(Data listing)
╔══
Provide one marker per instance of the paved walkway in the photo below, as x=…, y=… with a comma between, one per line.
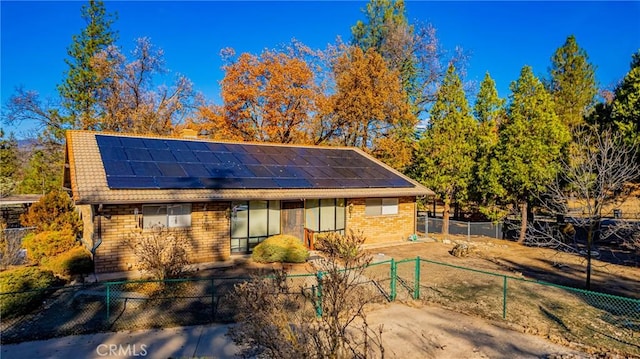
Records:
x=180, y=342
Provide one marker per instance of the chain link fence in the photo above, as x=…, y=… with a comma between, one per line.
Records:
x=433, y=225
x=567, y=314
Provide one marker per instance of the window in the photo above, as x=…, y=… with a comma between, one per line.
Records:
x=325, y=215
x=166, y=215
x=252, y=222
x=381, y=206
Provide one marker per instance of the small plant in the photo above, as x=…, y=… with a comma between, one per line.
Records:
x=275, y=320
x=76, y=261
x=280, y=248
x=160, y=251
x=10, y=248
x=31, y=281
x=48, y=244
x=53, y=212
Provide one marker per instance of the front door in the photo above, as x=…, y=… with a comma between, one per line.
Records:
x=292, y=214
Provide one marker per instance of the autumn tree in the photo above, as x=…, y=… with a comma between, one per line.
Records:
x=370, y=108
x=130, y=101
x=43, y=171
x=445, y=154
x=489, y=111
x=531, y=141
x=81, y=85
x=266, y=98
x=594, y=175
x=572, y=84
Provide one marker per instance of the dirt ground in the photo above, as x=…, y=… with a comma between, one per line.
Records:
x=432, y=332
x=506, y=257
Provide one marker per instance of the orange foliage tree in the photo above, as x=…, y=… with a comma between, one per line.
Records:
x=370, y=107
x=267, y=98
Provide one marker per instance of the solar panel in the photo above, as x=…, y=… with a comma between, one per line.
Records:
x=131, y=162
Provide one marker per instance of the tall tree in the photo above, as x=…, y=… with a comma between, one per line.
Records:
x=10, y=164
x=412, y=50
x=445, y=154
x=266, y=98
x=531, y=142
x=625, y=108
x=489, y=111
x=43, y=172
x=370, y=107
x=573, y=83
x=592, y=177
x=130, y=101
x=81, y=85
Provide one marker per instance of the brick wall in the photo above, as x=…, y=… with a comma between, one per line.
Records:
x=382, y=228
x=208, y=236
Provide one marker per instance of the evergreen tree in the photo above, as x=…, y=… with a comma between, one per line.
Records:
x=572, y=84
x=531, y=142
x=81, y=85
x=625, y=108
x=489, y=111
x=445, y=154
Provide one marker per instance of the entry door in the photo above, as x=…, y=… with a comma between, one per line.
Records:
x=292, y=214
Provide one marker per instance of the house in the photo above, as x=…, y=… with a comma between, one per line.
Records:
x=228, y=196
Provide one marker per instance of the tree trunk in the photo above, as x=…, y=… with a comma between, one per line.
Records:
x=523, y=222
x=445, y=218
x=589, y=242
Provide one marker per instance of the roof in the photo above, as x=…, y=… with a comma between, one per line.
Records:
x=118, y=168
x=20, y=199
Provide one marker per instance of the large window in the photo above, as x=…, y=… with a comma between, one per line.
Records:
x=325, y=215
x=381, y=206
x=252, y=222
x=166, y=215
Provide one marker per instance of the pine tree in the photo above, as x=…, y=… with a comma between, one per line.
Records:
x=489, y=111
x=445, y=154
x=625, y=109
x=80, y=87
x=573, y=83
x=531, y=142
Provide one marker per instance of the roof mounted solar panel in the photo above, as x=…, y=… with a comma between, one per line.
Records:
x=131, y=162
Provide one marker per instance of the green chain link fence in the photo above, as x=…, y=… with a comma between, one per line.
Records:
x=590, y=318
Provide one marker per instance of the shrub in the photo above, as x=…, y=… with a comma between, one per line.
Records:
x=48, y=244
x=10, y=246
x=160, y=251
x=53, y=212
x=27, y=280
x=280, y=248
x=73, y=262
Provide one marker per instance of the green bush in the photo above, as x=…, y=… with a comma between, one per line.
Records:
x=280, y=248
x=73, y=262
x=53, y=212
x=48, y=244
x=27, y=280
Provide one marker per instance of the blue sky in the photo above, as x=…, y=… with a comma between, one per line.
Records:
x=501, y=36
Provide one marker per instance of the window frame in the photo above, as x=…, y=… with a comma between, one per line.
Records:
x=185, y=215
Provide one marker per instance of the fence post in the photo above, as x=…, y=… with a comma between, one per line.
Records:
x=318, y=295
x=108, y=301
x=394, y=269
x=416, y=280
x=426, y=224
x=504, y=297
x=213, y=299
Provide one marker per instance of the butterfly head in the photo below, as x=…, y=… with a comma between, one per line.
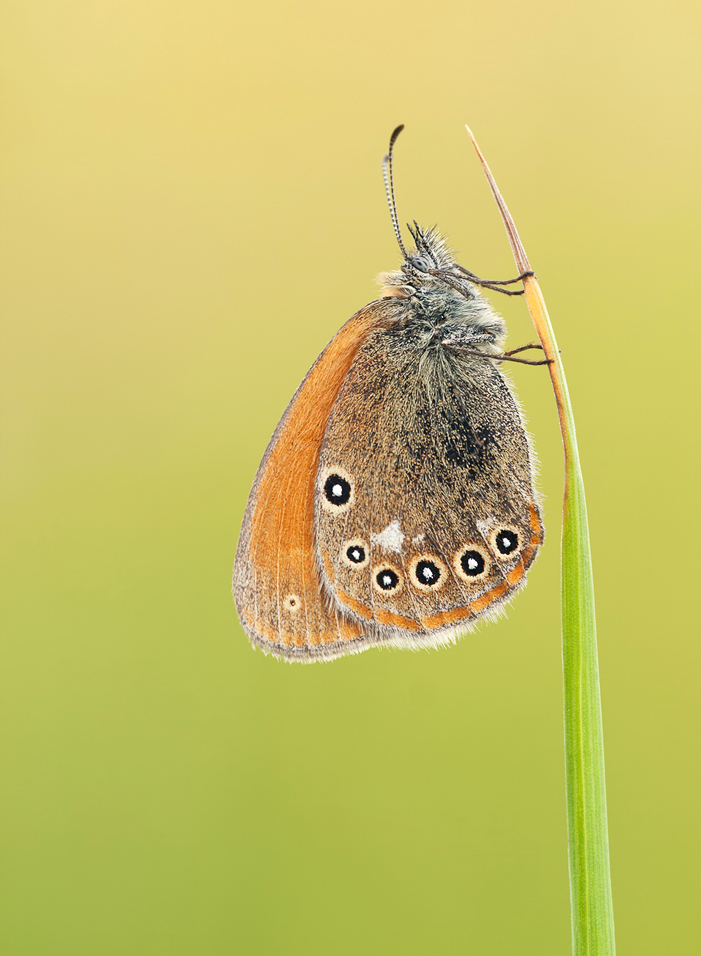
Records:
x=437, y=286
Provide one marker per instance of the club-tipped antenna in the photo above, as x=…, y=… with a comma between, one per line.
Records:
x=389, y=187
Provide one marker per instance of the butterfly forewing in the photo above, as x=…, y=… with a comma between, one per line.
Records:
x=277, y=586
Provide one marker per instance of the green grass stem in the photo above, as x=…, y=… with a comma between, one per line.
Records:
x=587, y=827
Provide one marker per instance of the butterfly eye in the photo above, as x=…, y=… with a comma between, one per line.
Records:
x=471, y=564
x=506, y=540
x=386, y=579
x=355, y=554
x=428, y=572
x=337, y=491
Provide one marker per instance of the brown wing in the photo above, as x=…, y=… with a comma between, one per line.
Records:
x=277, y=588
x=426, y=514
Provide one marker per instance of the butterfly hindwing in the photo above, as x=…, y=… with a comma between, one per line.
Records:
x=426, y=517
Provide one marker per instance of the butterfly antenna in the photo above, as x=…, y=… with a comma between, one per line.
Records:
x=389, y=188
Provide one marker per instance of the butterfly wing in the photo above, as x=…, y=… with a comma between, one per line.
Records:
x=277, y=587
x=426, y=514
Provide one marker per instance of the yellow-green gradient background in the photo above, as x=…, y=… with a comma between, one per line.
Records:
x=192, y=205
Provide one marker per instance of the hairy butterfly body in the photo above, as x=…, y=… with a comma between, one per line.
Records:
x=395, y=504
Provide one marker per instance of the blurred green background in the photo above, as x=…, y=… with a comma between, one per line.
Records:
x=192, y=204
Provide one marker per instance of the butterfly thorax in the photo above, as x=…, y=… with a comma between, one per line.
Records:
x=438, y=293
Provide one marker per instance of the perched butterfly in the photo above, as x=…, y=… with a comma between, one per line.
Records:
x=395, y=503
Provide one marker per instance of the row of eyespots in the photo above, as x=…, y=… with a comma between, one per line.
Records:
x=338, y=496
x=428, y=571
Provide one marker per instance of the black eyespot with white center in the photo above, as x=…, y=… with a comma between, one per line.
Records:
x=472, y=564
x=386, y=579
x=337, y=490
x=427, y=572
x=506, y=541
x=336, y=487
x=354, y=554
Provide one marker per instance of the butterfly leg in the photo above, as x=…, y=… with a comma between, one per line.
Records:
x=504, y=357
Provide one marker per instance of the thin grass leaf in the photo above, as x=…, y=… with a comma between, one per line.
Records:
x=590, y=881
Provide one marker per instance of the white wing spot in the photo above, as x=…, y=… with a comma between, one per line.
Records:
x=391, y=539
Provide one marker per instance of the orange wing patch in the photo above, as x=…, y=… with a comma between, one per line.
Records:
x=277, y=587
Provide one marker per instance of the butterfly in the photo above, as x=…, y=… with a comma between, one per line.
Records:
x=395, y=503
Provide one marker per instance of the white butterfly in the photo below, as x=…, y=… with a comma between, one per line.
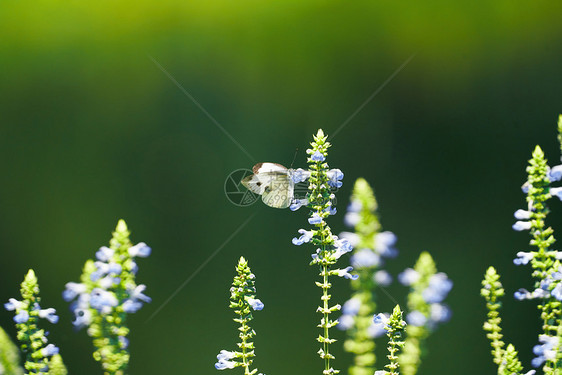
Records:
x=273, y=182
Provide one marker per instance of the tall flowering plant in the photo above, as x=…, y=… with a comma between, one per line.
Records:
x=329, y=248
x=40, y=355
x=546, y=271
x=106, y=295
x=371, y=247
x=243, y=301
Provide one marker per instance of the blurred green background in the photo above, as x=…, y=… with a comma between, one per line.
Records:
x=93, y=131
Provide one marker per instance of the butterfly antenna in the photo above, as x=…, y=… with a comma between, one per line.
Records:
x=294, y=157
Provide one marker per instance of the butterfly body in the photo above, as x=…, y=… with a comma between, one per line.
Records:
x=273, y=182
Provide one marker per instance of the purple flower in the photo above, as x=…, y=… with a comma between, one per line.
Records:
╚══
- **Given request**
Each entry above should be reproduced exactly, with the pictures removed.

- **Output for this task**
Provide one marker per instance of the paved walkway in the photo below, as x=…, y=… with a comma between, one per line.
Records:
x=180, y=342
Provide one marker per instance of the chain link fence in the photo above, as x=…, y=… with a comma between, one per line.
Records:
x=433, y=225
x=567, y=314
Provide one marker per instance of the window in the photo above, as x=…, y=… with a comma between, one per line.
Records:
x=325, y=215
x=166, y=215
x=252, y=222
x=381, y=206
Provide one marker per instance of the small plant in the photo above, as x=…, y=… with a comma between, one per line.
Records:
x=275, y=320
x=76, y=261
x=280, y=248
x=160, y=251
x=10, y=248
x=31, y=281
x=48, y=244
x=53, y=212
Provide one marker per instance of the front door in the photo above, as x=…, y=… with a comma between, one per line.
Records:
x=292, y=214
Provide one marker per instance of the autumn tree in the photo above, as x=…, y=… with a comma between, one per line.
Records:
x=370, y=108
x=130, y=101
x=43, y=171
x=445, y=154
x=489, y=111
x=531, y=141
x=81, y=85
x=266, y=98
x=594, y=175
x=572, y=84
Provide one marker per instance of the dirt ground in the photo above, as x=…, y=… with a comma between, one per line.
Records:
x=432, y=332
x=506, y=257
Provide one marker per instance of the orange foliage tree in the photo above, as x=…, y=… with a comma between, one per line.
Records:
x=370, y=107
x=267, y=98
Provide one marker per instance of the solar panel in the photo above, as x=…, y=… with a comma between, one per line.
Records:
x=131, y=162
Provide one marker per instance of the tall tree in the photo above, as x=…, y=… with a comma between, one per line.
Records:
x=10, y=164
x=412, y=50
x=445, y=154
x=266, y=98
x=531, y=142
x=625, y=108
x=489, y=111
x=43, y=172
x=370, y=107
x=573, y=83
x=592, y=177
x=130, y=101
x=81, y=85
Provide one marker per instance of the brick wall in the photo above, as x=…, y=… with a comma between, one per line.
Records:
x=382, y=228
x=208, y=236
Provide one marker per instance of the evergreen tree in the photo above, as x=…, y=… with a comma between, one per line.
Records:
x=572, y=84
x=531, y=142
x=81, y=85
x=625, y=108
x=489, y=111
x=445, y=154
Provide one marker per instance of the entry door in the photo above, as x=…, y=… with a comma between, one per line.
Records:
x=292, y=214
Provide one marker per instance of the house in the photo above, as x=…, y=… with a comma between, one per line.
Records:
x=228, y=196
Provide one marker per instance of the tree trunk in the photo above, as x=…, y=… with a comma between, one per line.
Records:
x=523, y=222
x=445, y=218
x=589, y=242
Provide one marker per instance of the roof in the photo above, as x=…, y=… with a comma between, one per line.
Records:
x=118, y=168
x=20, y=199
Provide one marker per instance of the large window in the photo above, as x=…, y=… with a comma between, one per line.
Records:
x=325, y=215
x=381, y=206
x=252, y=222
x=166, y=215
Provide one marker per instance of the pine tree in the photo above, as x=…, y=… with a comma between, one per line.
Records:
x=489, y=111
x=445, y=154
x=625, y=109
x=80, y=87
x=573, y=83
x=531, y=142
Provide one marker per instance of the roof mounted solar panel in the photo above, as x=…, y=… with a comma between, one per line.
Records:
x=131, y=162
Provide one marker per instance of the green chain link fence in the photo above, as x=…, y=… with a comma between, one per line.
Records:
x=590, y=318
Provide one marker per instance of the shrub in the photo above, as x=…, y=… with a comma between, one per line.
Records:
x=48, y=244
x=10, y=246
x=160, y=251
x=53, y=212
x=27, y=280
x=280, y=248
x=73, y=262
Provide one marker per instance of the green bush in the photo above, as x=…, y=… with a comma between, one per line.
Records:
x=280, y=248
x=73, y=262
x=53, y=212
x=48, y=244
x=27, y=280
Provide one marker per instance of the blue sky in the photo above, as x=…, y=… with a comma between, one per line.
Records:
x=501, y=36
Provide one marker per instance of the window frame in the photo above, as x=…, y=… with a comma between, one per line.
Records:
x=185, y=215
Provide one marker per instance of the fence post in the photo above, as x=…, y=… with a comma between, one per line.
Records:
x=318, y=295
x=108, y=301
x=394, y=269
x=416, y=280
x=426, y=224
x=504, y=297
x=213, y=299
Provide one marker per instance of the butterfly head in the photo below, as x=…, y=… with a comma between, one per line.
Records:
x=437, y=286
Provide one marker per instance of the club-tipped antenna in the photo above, as x=…, y=… with a comma between, one per line.
Records:
x=389, y=187
Provide one marker per instance of the butterfly forewing in the photo above, as x=…, y=… with a comma between, one per line.
Records:
x=277, y=586
Provide one marker per instance of the green grass stem in the photo above, as x=…, y=… with a comma between, one per line.
Records:
x=587, y=827
Provide one marker per instance of the butterfly eye in the photo above, as x=…, y=… with a comma between, one per line.
Records:
x=471, y=564
x=506, y=540
x=386, y=579
x=355, y=554
x=428, y=572
x=337, y=491
Provide one marker per instance of the brown wing in the photo above, as x=…, y=… with a comma between, one per line.
Records:
x=277, y=588
x=426, y=514
Provide one marker per instance of the butterfly hindwing in the photo above, as x=…, y=… with a comma between, one per line.
Records:
x=426, y=517
Provide one marker per instance of the butterfly antenna in the photo above, as x=…, y=… with a comma between, one per line.
Records:
x=389, y=188
Provide one marker per instance of the butterfly wing in the photo above, as x=…, y=… with a comma between, one per line.
Records:
x=277, y=587
x=426, y=514
Provide one marker per instance of the yellow-green gradient background in the photo above, as x=…, y=… with a comma between, one per line.
Records:
x=192, y=205
Provide one marker per instance of the hairy butterfly body in the photo above, as x=…, y=… with a comma between, one per line.
Records:
x=395, y=504
Provide one marker per instance of the blurred green background in the photo above, as x=…, y=… with a comma between, one per line.
Records:
x=192, y=204
Provide one marker per instance of the butterfly thorax in the photo above, as x=…, y=… with a comma between, one per line.
Records:
x=438, y=293
Provide one marker per instance of the perched butterfly in the photo above, as x=…, y=… with a comma between, one per line.
Records:
x=395, y=503
Provide one marker per instance of the row of eyespots in the photo above, as x=…, y=… with a comma between, one per line.
Records:
x=338, y=496
x=428, y=571
Provide one marker per instance of the black eyespot with white center in the photo above, as x=…, y=… with a comma between, one per line.
Records:
x=472, y=564
x=386, y=579
x=337, y=490
x=427, y=572
x=506, y=541
x=336, y=487
x=354, y=554
Provide one marker per instance of the butterfly leg in the photo above, as x=…, y=… with a comma between, one per line.
Records:
x=504, y=357
Provide one marker per instance of the thin grass leaf in the photo above, as x=…, y=… with a comma between, one per line.
Records:
x=590, y=881
Provide one marker per instance of the white wing spot in the photo above, as x=…, y=… with a comma between, one per line.
Records:
x=391, y=539
Provide one marker per instance of the orange wing patch in the photo above, as x=…, y=… with a comma between, one per line.
Records:
x=277, y=587
Provide one marker per instance of the butterfly in the photo above, as x=…, y=… with a comma between, one per line.
Records:
x=395, y=503
Provide one marker per instance of the white butterfly in the photo below, as x=…, y=… with a comma between, one per line.
Records:
x=273, y=182
Provide one marker per instance of the tall flowering plant in the photo above, as x=…, y=… with a comma between, one per line.
Records:
x=329, y=248
x=40, y=355
x=546, y=271
x=106, y=295
x=371, y=247
x=243, y=301
Provide one marker per instance of the blurred green background in the photo above, as x=…, y=… with a comma between, one per line.
Records:
x=93, y=131
Provide one marker per instance of the butterfly antenna in the photo above, as x=…, y=… with a comma between, one per line.
Records:
x=294, y=157
Provide one marker per instance of the butterfly body in the photo above, as x=…, y=… with a comma between, one per line.
Records:
x=273, y=182
Provide one marker per instance of the purple flower in the photo above, as x=…, y=… with a comma between, one per line.
Records:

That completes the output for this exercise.